→ EXERCISES
**A)** Check each statement against the Parquet schema post below and mark it yes or no, quoting the exact words of the post that decide it. (i) The table was created from an existing Parquet file. (ii) The extra field added to address in the new file is called 'zip_code'. (iii) The ALTER TABLE statement ran without an error.
**B)** Sum up the Parquet schema post below in two sentences.
**C)** In the Parquet schema post below, which two fields make up the address struct in the original table?

→ TEXT BLOCK
Created 02-28-2016 08:37 PM
Hi All,
I have created an external table from an existing parquet file:
+---------+------------------+-----------------------------+
| name | type | comment |
+---------+------------------+-----------------------------+
| name | string | Inferred from Parquet file. |
| address | struct< | Inferred from Parquet file. |
| | street:string, | |
| | city:string | |
| | > | |
+---------+------------------+-----------------------------+
Then I was trying to learn how schema evolution works and I created a new parquet file with a slightly different schema. New file now has an extra field in address called 'house_no'. Now if I executed a query involving address field, I woud get an error:
Query: select address.house_no, address.street, address.city from existing_parquet
ERROR: AnalysisException: Could not resolve column/field reference: 'address.house_no'
Then I was trying to alter the table to accomadate the new field in address, but I coudn't figure out a way to do that. For instance, if I executed something like:
ALTER TABLE existing_parquet ADD COLUMNS (address.house_no INTEGER);
I'd get a syntax error:
ERROR: AnalysisException: Syntax error in line 1:
...rquet ADD COLUMNS (address.house_no INTEGER)

→ RECORDS
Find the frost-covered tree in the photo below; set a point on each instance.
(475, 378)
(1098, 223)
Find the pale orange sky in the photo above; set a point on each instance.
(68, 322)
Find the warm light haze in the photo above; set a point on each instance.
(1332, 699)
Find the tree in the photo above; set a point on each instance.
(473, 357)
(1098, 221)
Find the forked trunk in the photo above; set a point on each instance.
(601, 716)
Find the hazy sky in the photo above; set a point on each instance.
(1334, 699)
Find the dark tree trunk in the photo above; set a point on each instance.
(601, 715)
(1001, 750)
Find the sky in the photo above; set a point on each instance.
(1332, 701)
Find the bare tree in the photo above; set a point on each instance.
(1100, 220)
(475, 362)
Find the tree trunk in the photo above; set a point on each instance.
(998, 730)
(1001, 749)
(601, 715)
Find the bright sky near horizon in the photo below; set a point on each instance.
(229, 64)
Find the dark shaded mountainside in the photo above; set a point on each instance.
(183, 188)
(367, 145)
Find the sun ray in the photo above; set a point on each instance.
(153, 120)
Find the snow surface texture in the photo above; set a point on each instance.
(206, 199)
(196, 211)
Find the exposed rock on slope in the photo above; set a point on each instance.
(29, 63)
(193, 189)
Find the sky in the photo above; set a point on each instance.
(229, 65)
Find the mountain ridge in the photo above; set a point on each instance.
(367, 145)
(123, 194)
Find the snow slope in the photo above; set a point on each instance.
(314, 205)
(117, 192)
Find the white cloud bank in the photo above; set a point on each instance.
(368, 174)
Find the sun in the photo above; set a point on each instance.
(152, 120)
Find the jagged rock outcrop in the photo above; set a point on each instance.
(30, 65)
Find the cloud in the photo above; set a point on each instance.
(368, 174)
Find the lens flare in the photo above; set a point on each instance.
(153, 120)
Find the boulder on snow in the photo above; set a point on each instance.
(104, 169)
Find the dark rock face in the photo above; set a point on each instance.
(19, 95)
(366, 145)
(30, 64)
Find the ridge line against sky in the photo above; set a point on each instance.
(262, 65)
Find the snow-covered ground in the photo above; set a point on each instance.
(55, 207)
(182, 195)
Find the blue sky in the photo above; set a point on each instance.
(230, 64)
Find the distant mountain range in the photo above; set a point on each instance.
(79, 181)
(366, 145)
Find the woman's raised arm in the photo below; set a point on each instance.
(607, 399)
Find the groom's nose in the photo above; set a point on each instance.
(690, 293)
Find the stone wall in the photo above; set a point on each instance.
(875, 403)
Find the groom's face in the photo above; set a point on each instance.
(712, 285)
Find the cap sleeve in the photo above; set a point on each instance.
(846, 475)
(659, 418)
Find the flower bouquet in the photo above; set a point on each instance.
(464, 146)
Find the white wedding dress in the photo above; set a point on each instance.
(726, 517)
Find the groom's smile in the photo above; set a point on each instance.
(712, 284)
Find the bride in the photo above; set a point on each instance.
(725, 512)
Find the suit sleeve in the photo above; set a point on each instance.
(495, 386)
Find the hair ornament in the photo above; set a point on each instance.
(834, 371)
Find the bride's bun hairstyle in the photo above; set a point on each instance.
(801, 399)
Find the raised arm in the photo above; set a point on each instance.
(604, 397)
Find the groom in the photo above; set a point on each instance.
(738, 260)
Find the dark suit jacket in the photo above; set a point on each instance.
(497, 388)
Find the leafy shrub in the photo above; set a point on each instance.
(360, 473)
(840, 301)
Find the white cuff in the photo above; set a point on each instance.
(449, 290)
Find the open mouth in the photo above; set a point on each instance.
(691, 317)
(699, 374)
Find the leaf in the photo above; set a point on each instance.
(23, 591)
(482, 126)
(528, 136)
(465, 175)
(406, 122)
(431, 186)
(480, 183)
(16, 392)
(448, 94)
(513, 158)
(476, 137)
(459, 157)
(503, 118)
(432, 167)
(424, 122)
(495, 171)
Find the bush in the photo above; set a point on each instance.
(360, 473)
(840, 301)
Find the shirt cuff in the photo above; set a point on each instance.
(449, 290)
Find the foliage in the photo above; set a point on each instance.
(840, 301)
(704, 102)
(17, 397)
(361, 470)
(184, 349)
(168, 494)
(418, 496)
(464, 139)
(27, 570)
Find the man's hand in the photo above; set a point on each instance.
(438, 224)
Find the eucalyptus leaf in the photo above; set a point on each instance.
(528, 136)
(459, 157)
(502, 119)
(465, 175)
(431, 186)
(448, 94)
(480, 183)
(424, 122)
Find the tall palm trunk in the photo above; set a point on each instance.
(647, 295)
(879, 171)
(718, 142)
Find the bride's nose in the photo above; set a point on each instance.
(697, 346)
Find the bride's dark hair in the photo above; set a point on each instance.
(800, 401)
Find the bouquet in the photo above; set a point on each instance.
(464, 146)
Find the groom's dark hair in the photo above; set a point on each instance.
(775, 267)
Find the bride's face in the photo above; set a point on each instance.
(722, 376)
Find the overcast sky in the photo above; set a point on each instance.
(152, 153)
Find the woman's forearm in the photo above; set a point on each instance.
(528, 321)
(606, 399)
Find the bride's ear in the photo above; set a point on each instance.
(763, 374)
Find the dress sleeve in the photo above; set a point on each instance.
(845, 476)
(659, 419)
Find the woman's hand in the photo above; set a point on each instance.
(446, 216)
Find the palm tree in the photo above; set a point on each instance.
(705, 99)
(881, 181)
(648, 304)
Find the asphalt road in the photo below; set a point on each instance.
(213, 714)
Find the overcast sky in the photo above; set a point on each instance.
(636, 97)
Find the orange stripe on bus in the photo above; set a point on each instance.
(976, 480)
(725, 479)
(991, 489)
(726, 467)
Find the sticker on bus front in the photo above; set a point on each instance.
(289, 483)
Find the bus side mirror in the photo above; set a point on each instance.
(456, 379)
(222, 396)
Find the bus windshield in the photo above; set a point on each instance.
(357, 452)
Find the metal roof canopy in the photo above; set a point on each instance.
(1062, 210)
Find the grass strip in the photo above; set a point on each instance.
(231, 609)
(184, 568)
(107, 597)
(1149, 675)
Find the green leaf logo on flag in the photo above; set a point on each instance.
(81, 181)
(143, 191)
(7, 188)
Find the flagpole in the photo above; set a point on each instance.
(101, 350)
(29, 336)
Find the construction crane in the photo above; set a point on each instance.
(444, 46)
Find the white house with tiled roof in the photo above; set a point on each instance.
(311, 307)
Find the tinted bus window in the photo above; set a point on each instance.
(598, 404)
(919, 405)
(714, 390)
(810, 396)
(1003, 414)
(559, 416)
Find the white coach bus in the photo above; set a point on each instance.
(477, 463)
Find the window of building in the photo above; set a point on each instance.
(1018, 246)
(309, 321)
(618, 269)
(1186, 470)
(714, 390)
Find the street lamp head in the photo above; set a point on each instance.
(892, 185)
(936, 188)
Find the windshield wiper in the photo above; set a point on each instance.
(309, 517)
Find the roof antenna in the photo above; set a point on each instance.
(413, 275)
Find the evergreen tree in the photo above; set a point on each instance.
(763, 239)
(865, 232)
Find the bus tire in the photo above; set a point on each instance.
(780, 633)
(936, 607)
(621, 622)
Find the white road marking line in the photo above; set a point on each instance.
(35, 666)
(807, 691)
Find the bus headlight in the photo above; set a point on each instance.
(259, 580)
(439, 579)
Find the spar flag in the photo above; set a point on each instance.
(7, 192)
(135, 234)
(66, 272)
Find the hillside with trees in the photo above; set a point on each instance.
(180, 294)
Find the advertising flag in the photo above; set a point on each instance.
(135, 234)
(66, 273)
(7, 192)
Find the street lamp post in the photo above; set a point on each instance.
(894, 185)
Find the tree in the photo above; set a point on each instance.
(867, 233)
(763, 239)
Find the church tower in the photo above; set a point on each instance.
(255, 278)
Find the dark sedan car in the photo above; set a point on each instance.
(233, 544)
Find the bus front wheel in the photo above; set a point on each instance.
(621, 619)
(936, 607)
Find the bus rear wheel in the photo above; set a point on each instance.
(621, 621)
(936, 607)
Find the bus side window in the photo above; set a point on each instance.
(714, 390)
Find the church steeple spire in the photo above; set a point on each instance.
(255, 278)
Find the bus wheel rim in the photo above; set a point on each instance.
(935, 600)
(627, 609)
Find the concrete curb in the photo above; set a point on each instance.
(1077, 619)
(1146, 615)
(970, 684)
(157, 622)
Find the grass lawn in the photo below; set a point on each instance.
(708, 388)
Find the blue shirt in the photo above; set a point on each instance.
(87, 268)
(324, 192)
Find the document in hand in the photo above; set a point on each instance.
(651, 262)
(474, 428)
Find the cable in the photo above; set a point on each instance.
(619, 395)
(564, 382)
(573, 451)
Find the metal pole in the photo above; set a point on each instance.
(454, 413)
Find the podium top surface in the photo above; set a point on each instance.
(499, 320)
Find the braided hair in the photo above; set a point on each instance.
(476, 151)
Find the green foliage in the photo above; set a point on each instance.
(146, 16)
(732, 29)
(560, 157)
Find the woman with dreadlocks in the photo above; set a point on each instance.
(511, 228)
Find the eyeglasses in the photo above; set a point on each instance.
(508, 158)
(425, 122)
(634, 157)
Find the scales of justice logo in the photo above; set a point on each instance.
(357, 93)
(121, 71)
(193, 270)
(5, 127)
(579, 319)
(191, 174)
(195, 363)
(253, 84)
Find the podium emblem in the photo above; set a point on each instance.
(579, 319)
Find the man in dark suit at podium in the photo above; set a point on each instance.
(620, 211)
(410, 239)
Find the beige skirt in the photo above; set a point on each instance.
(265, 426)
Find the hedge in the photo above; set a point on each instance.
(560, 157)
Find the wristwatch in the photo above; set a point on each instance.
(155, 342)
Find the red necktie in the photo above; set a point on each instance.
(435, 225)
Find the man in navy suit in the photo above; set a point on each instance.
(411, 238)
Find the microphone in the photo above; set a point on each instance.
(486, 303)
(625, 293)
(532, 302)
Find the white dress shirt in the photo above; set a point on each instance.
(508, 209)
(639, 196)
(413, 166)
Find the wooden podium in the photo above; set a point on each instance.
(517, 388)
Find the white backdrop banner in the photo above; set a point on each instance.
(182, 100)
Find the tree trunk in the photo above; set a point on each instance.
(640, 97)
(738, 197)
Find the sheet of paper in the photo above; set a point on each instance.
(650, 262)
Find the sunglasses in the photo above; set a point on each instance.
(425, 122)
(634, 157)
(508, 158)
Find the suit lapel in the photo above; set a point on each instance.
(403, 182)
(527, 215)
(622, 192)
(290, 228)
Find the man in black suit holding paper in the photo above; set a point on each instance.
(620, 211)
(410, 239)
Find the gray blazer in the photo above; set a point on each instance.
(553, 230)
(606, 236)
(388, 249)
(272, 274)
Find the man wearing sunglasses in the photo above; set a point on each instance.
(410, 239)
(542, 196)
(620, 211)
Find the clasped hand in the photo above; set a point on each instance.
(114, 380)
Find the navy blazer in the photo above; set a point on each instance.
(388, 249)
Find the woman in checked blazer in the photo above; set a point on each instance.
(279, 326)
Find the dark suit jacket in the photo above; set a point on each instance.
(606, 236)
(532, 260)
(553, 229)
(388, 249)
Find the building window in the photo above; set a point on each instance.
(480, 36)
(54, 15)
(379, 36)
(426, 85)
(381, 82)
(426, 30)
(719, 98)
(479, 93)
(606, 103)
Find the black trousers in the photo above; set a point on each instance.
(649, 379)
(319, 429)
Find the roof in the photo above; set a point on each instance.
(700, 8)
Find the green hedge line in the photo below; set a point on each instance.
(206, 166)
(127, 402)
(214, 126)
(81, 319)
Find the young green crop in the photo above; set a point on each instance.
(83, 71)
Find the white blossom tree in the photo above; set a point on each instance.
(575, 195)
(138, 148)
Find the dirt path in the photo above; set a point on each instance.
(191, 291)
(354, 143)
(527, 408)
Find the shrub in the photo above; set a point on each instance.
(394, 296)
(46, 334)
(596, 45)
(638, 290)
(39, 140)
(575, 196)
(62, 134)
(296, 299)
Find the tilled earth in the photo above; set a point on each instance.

→ TASK SOLUTIONS
**A)**
(i) Yes: "I have created an external table from an existing parquet file"
(ii) No: "New file now has an extra field in address called 'house_no'."
(iii) No: "I'd get a syntax error"

**B)** The poster created an external table from an existing Parquet file whose address field is a struct of street and city, then made a new Parquet file that adds a 'house_no' field to address. A query selecting address.house_no failed with "Could not resolve column/field reference," and an attempt to add the field with ALTER TABLE ... ADD COLUMNS gave a syntax error.

**C)** street and city, both of type string.